[YOUR OBJECTIVE]: Below are several records. Retype exactly those lines running from the one with "point | a marker on each instance of the dirt patch" through the one with "target | blue striped shirt", end lines included, and no others.

[DATASET]:
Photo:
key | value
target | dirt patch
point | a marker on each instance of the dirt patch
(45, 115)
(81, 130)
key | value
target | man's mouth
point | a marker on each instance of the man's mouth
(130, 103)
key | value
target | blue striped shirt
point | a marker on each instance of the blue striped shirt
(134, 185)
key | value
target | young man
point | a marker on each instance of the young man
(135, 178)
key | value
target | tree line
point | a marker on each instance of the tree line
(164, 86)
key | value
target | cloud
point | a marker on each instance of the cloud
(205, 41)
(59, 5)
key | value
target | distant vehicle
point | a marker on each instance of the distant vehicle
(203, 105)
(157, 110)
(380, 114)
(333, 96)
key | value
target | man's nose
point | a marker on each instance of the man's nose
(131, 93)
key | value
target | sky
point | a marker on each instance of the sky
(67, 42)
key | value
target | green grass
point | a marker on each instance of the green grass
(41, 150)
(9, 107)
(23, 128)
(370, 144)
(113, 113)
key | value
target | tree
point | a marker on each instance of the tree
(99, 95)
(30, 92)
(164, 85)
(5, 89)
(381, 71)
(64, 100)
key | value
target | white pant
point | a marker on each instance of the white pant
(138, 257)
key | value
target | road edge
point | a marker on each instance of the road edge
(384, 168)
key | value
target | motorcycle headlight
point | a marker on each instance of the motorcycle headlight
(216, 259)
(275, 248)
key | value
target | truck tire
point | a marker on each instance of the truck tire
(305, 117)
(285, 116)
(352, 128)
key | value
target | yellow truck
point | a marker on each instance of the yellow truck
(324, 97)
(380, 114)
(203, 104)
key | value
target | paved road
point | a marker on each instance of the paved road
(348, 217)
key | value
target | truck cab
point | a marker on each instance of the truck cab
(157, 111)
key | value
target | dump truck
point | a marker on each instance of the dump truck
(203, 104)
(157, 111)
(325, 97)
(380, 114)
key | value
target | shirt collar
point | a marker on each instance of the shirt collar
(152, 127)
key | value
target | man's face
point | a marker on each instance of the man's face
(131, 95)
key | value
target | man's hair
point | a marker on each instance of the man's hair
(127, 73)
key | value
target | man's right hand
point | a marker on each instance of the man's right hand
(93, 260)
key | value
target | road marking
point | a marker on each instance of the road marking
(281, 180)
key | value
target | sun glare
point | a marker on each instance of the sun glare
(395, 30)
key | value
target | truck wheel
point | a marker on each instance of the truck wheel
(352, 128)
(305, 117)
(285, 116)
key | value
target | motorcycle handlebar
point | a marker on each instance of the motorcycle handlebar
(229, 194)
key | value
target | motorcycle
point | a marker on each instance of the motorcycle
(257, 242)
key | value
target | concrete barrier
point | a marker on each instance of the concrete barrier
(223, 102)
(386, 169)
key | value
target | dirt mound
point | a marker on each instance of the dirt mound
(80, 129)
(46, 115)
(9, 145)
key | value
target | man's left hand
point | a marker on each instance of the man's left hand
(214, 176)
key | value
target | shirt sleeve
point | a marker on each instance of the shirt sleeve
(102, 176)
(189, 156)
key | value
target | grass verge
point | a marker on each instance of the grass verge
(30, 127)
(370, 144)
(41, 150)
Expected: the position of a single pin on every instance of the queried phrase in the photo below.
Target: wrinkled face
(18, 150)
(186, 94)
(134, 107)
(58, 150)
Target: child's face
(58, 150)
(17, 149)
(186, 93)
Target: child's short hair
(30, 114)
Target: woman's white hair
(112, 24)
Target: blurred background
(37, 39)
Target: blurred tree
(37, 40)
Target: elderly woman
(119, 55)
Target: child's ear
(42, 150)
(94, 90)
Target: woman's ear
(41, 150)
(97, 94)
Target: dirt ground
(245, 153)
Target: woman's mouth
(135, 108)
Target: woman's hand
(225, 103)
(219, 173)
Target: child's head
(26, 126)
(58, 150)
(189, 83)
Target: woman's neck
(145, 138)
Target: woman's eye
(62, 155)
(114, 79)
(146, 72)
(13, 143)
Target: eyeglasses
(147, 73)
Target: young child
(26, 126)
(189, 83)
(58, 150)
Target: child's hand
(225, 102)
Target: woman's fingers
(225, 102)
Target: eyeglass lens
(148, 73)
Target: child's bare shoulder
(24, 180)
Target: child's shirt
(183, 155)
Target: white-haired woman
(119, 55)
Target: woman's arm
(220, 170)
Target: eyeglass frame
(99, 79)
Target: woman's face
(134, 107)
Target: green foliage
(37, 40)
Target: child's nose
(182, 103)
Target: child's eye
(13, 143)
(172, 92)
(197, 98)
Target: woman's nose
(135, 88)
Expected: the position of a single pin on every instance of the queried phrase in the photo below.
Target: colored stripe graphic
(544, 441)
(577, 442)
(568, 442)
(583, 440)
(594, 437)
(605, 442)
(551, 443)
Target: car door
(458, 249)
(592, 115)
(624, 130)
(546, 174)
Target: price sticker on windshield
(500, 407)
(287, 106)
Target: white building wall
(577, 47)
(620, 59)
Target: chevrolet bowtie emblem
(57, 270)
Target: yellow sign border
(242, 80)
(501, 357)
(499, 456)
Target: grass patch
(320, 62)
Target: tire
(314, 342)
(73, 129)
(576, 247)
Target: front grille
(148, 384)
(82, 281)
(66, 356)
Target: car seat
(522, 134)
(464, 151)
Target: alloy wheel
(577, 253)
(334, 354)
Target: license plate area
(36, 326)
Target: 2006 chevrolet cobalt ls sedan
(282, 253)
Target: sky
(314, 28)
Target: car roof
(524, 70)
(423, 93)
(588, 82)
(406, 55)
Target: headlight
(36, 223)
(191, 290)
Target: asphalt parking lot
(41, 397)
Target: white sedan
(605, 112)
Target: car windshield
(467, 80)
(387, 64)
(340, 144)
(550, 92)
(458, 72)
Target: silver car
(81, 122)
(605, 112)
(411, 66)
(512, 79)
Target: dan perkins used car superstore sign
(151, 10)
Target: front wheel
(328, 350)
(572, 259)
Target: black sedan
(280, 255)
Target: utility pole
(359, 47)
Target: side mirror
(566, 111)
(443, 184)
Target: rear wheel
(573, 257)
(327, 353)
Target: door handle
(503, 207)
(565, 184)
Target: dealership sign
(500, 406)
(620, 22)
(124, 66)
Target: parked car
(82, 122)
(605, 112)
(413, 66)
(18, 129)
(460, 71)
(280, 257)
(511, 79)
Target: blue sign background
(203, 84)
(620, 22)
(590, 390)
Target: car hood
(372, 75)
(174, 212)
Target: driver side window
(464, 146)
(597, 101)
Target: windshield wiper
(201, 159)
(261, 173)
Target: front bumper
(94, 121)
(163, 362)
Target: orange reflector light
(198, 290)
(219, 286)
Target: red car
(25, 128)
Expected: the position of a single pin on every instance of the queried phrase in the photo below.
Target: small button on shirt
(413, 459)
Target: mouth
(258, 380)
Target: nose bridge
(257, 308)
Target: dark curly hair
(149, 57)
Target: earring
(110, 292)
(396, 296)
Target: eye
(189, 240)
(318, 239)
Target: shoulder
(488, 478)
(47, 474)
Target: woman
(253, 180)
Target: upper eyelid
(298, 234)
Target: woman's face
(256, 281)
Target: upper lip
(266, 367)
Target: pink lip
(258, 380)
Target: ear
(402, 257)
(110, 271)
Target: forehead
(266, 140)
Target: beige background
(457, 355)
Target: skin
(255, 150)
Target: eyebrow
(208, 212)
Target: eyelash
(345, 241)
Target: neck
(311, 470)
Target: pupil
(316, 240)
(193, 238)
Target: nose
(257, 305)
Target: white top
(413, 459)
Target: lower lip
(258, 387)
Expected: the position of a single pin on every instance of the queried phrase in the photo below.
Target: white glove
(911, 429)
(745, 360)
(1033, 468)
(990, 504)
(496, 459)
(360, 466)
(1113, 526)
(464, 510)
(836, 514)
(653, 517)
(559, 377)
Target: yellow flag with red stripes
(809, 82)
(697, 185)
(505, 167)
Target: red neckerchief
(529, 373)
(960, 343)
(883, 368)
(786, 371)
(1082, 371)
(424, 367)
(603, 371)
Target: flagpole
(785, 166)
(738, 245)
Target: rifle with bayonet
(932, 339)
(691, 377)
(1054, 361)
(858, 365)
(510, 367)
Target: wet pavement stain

[ANSWER AREA]:
point | a marker on each instance of the dirt patch
(45, 115)
(81, 130)
key | value
target | man's mouth
point | a marker on each instance of the man's mouth
(130, 103)
key | value
target | blue striped shirt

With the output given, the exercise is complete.